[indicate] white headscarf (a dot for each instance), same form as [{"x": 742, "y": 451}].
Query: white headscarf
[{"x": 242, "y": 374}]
========================================================================
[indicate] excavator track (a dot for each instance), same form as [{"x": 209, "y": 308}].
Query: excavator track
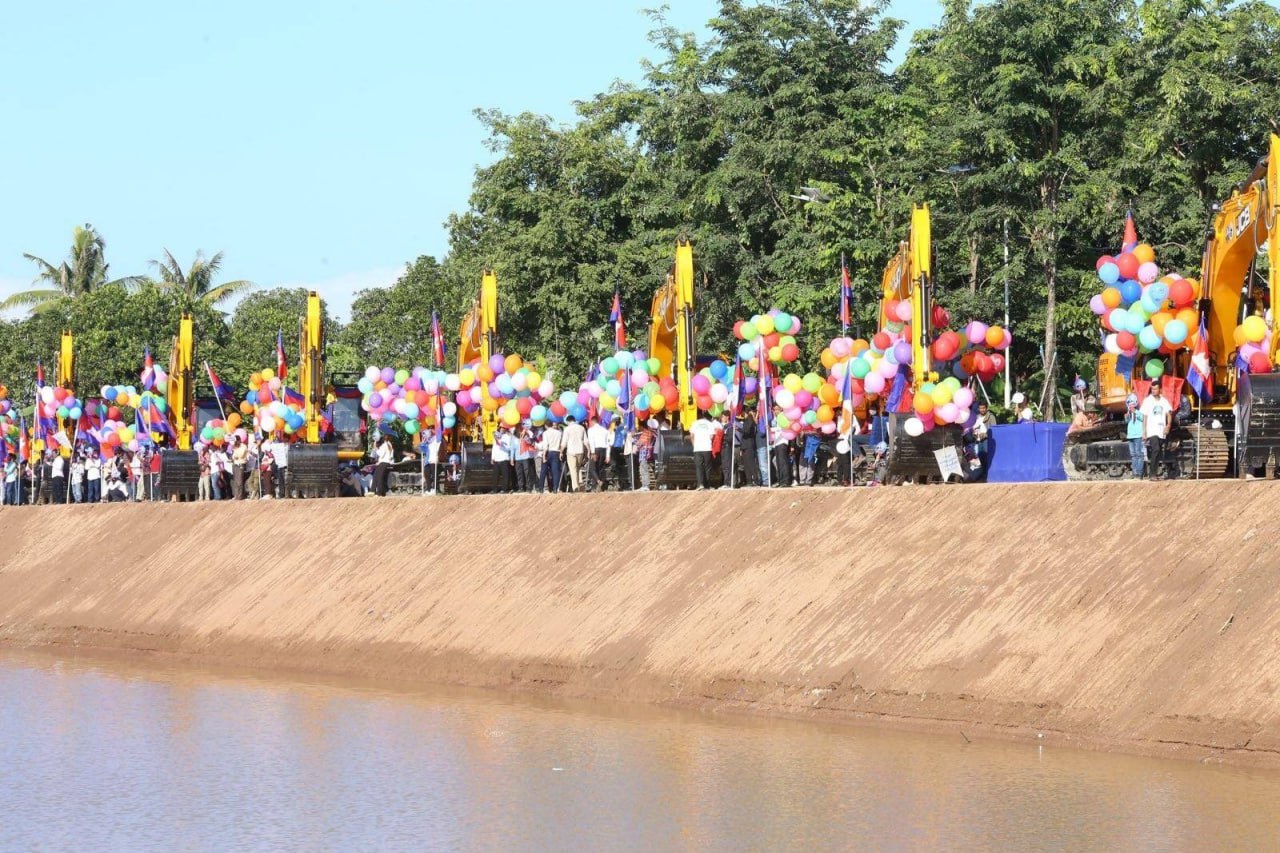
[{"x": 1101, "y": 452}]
========================================================================
▶ TASK PROMPT: Across the material above, how many lines have the word "instance" in them? Answer with a bare number.

▶ ANSWER: 2